* ASSIGNMENT
Print the records below exactly, with no pictures.

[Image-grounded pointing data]
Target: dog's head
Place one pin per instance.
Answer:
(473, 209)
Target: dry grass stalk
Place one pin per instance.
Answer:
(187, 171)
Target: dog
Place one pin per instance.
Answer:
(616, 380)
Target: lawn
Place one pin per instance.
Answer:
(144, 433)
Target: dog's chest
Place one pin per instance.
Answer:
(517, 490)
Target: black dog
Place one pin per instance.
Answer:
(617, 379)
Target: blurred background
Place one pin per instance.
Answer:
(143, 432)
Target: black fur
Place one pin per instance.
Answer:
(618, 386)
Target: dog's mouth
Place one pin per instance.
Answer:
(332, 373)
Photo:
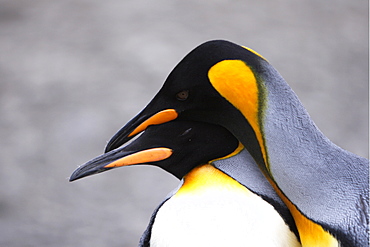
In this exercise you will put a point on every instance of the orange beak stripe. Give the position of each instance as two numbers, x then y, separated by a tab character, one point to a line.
158	118
145	156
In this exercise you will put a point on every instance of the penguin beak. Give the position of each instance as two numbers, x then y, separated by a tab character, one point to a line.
139	124
119	157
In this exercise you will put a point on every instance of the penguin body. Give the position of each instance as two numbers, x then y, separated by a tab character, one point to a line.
325	187
208	212
218	202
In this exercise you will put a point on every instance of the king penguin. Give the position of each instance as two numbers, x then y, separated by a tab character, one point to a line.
218	202
325	187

* WRITTEN RESPONSE
Target: dog's head
Place one pin per instance.
Answer:
(473, 209)
Target: dry grass stalk
Place one pin per instance.
Answer:
(187, 171)
Target: dog
Place one pin per instance.
Answer:
(616, 380)
Target: lawn
Place one pin per instance.
Answer:
(144, 433)
Target: dog's chest
Place one pin per instance.
Answer:
(517, 490)
Target: black dog
Place one pin per instance.
Answer:
(617, 379)
Target: blurred background
Place one pin per instance.
Answer:
(143, 432)
Target: black fur
Place one pin per instance.
Answer:
(618, 386)
Target: dog's mouth
Place one pin per instance.
Answer:
(332, 373)
Photo:
In this exercise you will put a point on every instance of the orange beak stripe. Give the position of each instance as two numbers, x then y, separated by a tab character, one point to a line.
158	118
145	156
In this exercise you will put a point on every instance of the penguin beak. Give the position of each instance as two numbers, x then y, separated by a tab character, one point to a line.
139	124
119	157
In this exercise you will put a point on every instance of the penguin body. Give the position of each instance as two numbers, x then y, separated by a tab character, one point to a line.
325	187
208	212
218	202
In this exercise you will put a point on every instance of the king penguin. Give the position of each instance as two numbers, x then y, separated by a tab character, one point to a line.
218	202
325	187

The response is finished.